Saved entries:
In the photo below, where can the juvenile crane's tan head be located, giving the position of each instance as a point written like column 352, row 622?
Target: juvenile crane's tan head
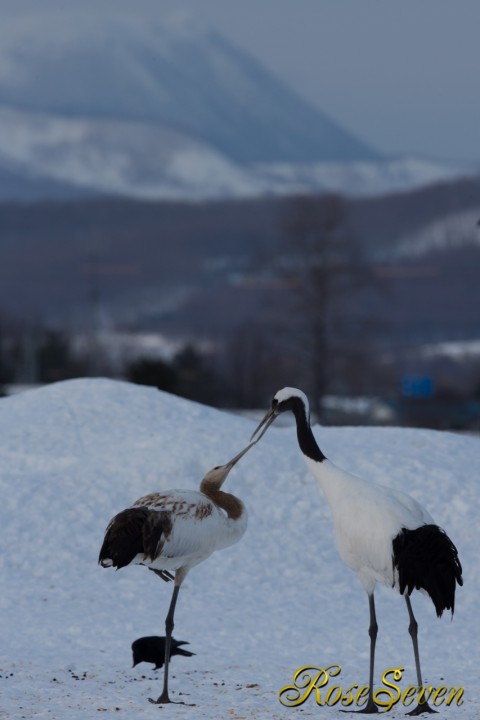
column 215, row 477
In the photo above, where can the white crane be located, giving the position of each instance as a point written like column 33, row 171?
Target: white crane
column 172, row 531
column 382, row 534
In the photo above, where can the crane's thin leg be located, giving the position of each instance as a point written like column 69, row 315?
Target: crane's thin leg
column 370, row 707
column 168, row 636
column 413, row 630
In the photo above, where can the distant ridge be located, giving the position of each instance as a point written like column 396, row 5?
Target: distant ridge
column 175, row 73
column 110, row 103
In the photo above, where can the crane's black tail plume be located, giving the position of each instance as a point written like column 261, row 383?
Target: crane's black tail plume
column 135, row 531
column 426, row 559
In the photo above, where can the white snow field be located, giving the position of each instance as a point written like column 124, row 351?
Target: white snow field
column 75, row 453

Description of the task
Every record is to be restated word for word, with the pictures left out.

Answer to this exercise
In the photo below, where can the juvenile crane's tan head be located, giving the position of each instance as a point written like column 352, row 622?
Target: juvenile crane's tan head
column 215, row 477
In the photo above, where can the white crane be located, giving the position of each instance as a point written like column 33, row 171?
Target: white crane
column 172, row 531
column 382, row 534
In the photo above, where can the crane's thin leg be located, giving the position of each instance as a point written like column 69, row 315?
Target: crane's thin leg
column 370, row 707
column 168, row 636
column 413, row 630
In the photo above, where can the distant ridge be located, giving the position of each instance as a point written like column 396, row 5?
Target: distant ridge
column 175, row 73
column 110, row 103
In the photo above, where can the crane's black tail plume be located, giving the position of each instance as a point written like column 261, row 383?
Target: crane's black tail plume
column 135, row 531
column 426, row 559
In the photo above, where can the white snow field be located, giving the position of each instance as a point written like column 124, row 351?
Target: white snow field
column 75, row 453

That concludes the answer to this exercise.